### Source data ###

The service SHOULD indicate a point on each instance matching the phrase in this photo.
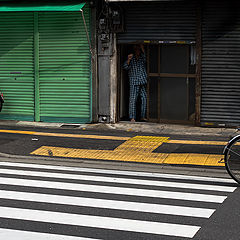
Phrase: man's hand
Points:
(130, 56)
(142, 47)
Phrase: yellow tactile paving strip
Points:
(136, 149)
(47, 134)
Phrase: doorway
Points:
(171, 83)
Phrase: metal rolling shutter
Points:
(159, 21)
(64, 63)
(16, 65)
(221, 64)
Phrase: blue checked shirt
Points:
(137, 70)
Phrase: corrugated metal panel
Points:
(221, 63)
(159, 21)
(16, 65)
(65, 88)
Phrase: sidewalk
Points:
(153, 128)
(164, 146)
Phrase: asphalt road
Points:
(76, 203)
(57, 202)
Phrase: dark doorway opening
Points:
(171, 83)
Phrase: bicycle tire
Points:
(232, 158)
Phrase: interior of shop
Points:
(171, 72)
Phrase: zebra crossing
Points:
(57, 202)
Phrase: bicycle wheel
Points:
(232, 158)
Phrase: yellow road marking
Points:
(160, 158)
(136, 149)
(220, 143)
(197, 142)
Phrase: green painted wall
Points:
(45, 67)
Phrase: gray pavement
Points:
(154, 128)
(123, 129)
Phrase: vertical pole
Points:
(198, 63)
(36, 68)
(86, 30)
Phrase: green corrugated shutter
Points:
(17, 66)
(64, 63)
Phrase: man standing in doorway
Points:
(136, 67)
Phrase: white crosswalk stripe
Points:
(83, 203)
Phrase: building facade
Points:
(193, 59)
(45, 61)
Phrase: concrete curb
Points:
(151, 128)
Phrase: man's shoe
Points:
(143, 120)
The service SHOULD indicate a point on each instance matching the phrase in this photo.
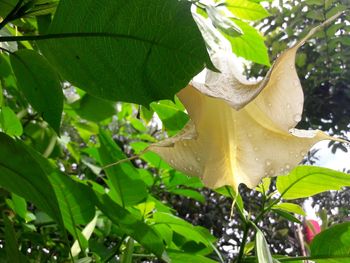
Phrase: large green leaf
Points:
(21, 174)
(181, 227)
(124, 178)
(246, 9)
(305, 181)
(76, 203)
(172, 117)
(6, 7)
(333, 244)
(133, 227)
(11, 245)
(40, 84)
(95, 109)
(262, 248)
(9, 122)
(250, 45)
(137, 51)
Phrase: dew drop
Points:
(297, 117)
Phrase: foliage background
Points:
(150, 196)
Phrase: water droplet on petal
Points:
(297, 117)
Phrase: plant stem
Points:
(244, 241)
(115, 250)
(314, 257)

###

Task objective:
When a line in the records above contains the word "corrugated", copy it.

Finished exercise:
Phrase: corrugated metal panel
Phrase: green corrugated shutter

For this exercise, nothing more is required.